Source records:

--- --- ---

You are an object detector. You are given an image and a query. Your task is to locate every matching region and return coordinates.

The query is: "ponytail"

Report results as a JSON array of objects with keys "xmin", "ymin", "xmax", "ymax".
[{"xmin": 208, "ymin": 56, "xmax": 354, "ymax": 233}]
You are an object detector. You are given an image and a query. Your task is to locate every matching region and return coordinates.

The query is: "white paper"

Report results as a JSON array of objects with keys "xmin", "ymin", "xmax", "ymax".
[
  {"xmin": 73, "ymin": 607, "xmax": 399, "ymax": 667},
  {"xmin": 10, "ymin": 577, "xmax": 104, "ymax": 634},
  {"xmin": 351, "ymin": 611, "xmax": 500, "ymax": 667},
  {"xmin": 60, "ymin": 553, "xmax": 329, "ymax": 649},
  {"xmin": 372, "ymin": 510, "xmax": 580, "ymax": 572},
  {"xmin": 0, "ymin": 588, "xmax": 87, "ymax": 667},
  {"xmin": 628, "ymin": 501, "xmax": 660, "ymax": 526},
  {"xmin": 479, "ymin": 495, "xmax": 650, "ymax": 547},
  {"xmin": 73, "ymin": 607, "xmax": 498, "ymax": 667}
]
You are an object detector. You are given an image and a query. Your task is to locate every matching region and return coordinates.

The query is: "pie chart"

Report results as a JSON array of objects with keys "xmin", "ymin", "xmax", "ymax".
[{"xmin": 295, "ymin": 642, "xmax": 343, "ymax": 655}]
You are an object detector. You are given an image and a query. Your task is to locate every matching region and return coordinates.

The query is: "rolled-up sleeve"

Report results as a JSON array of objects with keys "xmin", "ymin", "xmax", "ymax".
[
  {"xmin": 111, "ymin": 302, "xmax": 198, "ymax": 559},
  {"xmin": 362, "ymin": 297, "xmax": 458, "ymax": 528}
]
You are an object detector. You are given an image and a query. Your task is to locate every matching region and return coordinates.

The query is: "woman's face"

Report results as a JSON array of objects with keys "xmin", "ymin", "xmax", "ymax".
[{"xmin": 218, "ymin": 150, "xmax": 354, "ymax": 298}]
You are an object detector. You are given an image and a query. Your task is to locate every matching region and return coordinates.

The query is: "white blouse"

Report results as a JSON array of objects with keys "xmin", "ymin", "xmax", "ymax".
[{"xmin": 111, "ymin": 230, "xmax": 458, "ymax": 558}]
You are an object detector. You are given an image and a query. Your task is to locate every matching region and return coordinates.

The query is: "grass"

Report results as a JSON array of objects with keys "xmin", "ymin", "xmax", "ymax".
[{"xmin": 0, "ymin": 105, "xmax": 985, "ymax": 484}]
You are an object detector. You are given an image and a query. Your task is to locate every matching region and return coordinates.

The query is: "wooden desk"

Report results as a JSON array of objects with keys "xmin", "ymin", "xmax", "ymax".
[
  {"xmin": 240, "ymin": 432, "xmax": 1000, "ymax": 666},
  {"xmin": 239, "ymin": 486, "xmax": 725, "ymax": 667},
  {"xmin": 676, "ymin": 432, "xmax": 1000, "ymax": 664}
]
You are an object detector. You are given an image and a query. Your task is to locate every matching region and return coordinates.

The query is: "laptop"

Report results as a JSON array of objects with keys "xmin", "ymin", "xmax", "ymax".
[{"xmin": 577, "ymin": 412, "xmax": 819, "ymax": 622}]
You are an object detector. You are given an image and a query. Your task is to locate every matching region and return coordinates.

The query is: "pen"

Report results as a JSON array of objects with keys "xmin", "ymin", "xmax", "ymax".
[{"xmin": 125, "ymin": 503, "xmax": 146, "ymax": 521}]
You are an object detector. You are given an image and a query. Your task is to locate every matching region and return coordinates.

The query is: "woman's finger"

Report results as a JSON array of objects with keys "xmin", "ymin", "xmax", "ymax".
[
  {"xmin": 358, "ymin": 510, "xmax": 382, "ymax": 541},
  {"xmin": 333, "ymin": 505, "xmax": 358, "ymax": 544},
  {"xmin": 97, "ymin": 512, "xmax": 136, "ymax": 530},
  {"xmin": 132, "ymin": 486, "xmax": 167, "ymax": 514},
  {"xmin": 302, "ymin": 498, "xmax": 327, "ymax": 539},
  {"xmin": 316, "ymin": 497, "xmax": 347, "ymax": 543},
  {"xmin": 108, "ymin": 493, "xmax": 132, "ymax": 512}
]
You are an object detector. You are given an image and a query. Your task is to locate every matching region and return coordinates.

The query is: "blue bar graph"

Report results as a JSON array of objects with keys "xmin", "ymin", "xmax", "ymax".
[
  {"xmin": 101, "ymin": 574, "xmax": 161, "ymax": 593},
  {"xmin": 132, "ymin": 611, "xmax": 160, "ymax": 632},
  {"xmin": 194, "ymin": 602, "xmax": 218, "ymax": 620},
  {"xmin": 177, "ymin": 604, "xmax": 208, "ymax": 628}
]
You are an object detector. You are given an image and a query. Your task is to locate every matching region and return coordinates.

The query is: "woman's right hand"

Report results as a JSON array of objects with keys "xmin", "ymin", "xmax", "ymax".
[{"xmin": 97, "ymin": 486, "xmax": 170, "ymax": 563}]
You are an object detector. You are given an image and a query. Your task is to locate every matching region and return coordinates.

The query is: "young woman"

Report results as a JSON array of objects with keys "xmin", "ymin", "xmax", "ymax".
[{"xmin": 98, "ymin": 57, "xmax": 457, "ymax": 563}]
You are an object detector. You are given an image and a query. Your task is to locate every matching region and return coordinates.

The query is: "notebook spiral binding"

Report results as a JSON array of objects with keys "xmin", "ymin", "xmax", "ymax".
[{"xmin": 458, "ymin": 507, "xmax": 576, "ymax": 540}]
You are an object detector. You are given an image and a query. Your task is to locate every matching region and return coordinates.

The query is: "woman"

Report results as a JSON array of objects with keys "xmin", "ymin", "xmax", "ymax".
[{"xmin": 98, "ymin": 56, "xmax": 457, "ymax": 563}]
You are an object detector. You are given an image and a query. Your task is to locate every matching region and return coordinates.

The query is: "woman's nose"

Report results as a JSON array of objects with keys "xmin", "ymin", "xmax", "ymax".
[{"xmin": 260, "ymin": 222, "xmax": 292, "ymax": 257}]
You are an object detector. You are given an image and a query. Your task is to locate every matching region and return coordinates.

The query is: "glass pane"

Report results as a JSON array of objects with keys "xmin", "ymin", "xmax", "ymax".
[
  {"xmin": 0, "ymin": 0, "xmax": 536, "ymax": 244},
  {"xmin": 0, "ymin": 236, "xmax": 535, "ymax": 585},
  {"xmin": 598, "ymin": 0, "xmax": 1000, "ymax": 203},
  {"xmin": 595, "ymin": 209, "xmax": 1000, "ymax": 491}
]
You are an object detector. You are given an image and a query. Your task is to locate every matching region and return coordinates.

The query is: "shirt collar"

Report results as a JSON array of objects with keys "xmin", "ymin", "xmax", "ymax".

--- --- ---

== REQUIRED WORK ==
Extract all of the material exactly as it is written.

== WRITTEN REPLY ==
You are an object detector. You are given an image and a query. Your task is to locate every matching region and return coordinates.

The query is: "ponytail"

Report results as a JSON array of objects with keys "xmin", "ymin", "xmax", "ymax".
[{"xmin": 208, "ymin": 56, "xmax": 354, "ymax": 233}]
You are an object detector. You are given an image and a query. Your task is to locate every matching region and return coordinates.

The query is: "white paper"

Report results as a JSON array of objects with keys "xmin", "ymin", "xmax", "ymax".
[
  {"xmin": 73, "ymin": 607, "xmax": 399, "ymax": 667},
  {"xmin": 10, "ymin": 577, "xmax": 104, "ymax": 634},
  {"xmin": 351, "ymin": 611, "xmax": 500, "ymax": 667},
  {"xmin": 60, "ymin": 553, "xmax": 329, "ymax": 649},
  {"xmin": 372, "ymin": 510, "xmax": 580, "ymax": 572},
  {"xmin": 0, "ymin": 588, "xmax": 87, "ymax": 667},
  {"xmin": 628, "ymin": 501, "xmax": 660, "ymax": 526},
  {"xmin": 479, "ymin": 495, "xmax": 650, "ymax": 547},
  {"xmin": 73, "ymin": 607, "xmax": 498, "ymax": 667}
]
You are an object detector. You are given an image and a query. Your task is to locate every matching region and return coordinates.

The query is: "pie chart"

Report results as a JSON array of objects with keys "xmin", "ymin", "xmax", "ymax".
[{"xmin": 295, "ymin": 642, "xmax": 343, "ymax": 655}]
You are an object detector. You are given an image and a query. Your task is to locate every matching region and return coordinates.

The query is: "rolled-up sleeve"

Report results as a JSON array of objects with keys "xmin", "ymin", "xmax", "ymax".
[
  {"xmin": 111, "ymin": 302, "xmax": 198, "ymax": 559},
  {"xmin": 362, "ymin": 297, "xmax": 458, "ymax": 528}
]
You are an object detector. You are given an image and a query. Your task is to locate every matching region and return coordinates.

The query is: "woman's face"

Report results as a JSON array of objects with keys "xmin", "ymin", "xmax", "ymax".
[{"xmin": 218, "ymin": 150, "xmax": 354, "ymax": 298}]
You are an object detector. You are given an image and a query. Your task is to locate every matching region and return coordinates.

The query is: "white blouse"

Report results as a JSON array of objects with keys "xmin", "ymin", "xmax", "ymax".
[{"xmin": 111, "ymin": 230, "xmax": 458, "ymax": 558}]
You are an object detector. You are given an image and a query. Your task is to locate every matching region and return coordinates.

The query is: "grass"

Report results as a JSON array of objects with keys "xmin", "ymin", "xmax", "ymax".
[{"xmin": 0, "ymin": 105, "xmax": 985, "ymax": 484}]
You are an object detector. You are given an image and a query. Your task is to locate every matching region and return coordinates.

The query is: "wooden desk"

Report results as a JSON array of objects with keys "xmin", "ymin", "xmax", "ymax".
[
  {"xmin": 240, "ymin": 432, "xmax": 1000, "ymax": 666},
  {"xmin": 239, "ymin": 486, "xmax": 725, "ymax": 667},
  {"xmin": 676, "ymin": 432, "xmax": 1000, "ymax": 664}
]
You are an object detector. You are given an image and a query. Your task is to locate every matching region and return coordinates.

The query is: "laptop"

Report results as a JSON array of objects with keys "xmin", "ymin", "xmax", "ymax".
[{"xmin": 577, "ymin": 412, "xmax": 819, "ymax": 622}]
You are an object detector. You are given an image and a query. Your task is to locate every matching region and return coordinates.

The query is: "pen"

Report results as a JSON array of objects with keys "xmin", "ymin", "xmax", "ymax".
[{"xmin": 125, "ymin": 503, "xmax": 146, "ymax": 521}]
You are an object detector. You are given an image and a query. Your task is to locate every matching region and return coordinates.

The query is: "woman's finger"

Report results as a JSON array of objects with keys "xmin", "ymin", "xmax", "ymax".
[
  {"xmin": 358, "ymin": 510, "xmax": 382, "ymax": 541},
  {"xmin": 333, "ymin": 505, "xmax": 358, "ymax": 544},
  {"xmin": 97, "ymin": 512, "xmax": 136, "ymax": 530},
  {"xmin": 132, "ymin": 486, "xmax": 167, "ymax": 514},
  {"xmin": 302, "ymin": 498, "xmax": 327, "ymax": 539},
  {"xmin": 316, "ymin": 497, "xmax": 347, "ymax": 543},
  {"xmin": 108, "ymin": 493, "xmax": 132, "ymax": 512}
]
You are an object detector. You are given an image and a query. Your task is to locate every matching region and return coordinates.

The query is: "blue bar graph"

Report results as a JSON array of objects with keys "xmin", "ymin", "xmax", "ymax".
[
  {"xmin": 101, "ymin": 574, "xmax": 161, "ymax": 593},
  {"xmin": 132, "ymin": 611, "xmax": 160, "ymax": 632},
  {"xmin": 194, "ymin": 602, "xmax": 218, "ymax": 620},
  {"xmin": 177, "ymin": 604, "xmax": 208, "ymax": 628}
]
You are an object detector. You are given an image and a query. Your task is to locate every matching region and return coordinates.

The query is: "woman's right hand"

Report results as a JSON array of objects with keys "xmin", "ymin", "xmax", "ymax".
[{"xmin": 97, "ymin": 486, "xmax": 170, "ymax": 563}]
You are an object detector. You are given an image and a query. Your task is to locate every matching region and return coordinates.

The query is: "young woman"

Report results as a JSON array of objects with keys "xmin", "ymin", "xmax", "ymax".
[{"xmin": 98, "ymin": 57, "xmax": 457, "ymax": 563}]
You are an object detector. You are given an image and a query. Your task is to locate every matching region and return coordinates.

The query is: "notebook spiral binding"

Report results as a JSON array of objects with keys "xmin", "ymin", "xmax", "ymax".
[{"xmin": 458, "ymin": 507, "xmax": 576, "ymax": 540}]
You are an object detector. You are given an image and a query. Your task is to locate every matching region and return coordinates.

The query is: "woman"

Report results as a JSON array of objects with keys "xmin", "ymin", "xmax", "ymax".
[{"xmin": 98, "ymin": 56, "xmax": 457, "ymax": 563}]
You are an object detector. You are given an image and a query. Your task is to locate every matching region and return coordinates.

The query is: "woman's nose"

Report results as a JSON array of objects with keys "xmin", "ymin", "xmax", "ymax".
[{"xmin": 260, "ymin": 222, "xmax": 292, "ymax": 257}]
You are an object detector. You are given an image and a query. Your task is to locate every matching region and return coordinates.

The query is: "glass pane"

Report results as a JSON array of objects with keys "xmin", "ymin", "xmax", "ymax".
[
  {"xmin": 0, "ymin": 0, "xmax": 536, "ymax": 244},
  {"xmin": 0, "ymin": 236, "xmax": 535, "ymax": 585},
  {"xmin": 598, "ymin": 0, "xmax": 1000, "ymax": 203},
  {"xmin": 595, "ymin": 209, "xmax": 1000, "ymax": 491}
]
You are an object detector. You are given an image and a query. Your task is to locate every matching region and return coordinates.

The query is: "shirt collar"

Report results as a JSON array of objects with keys "xmin", "ymin", "xmax", "ymax".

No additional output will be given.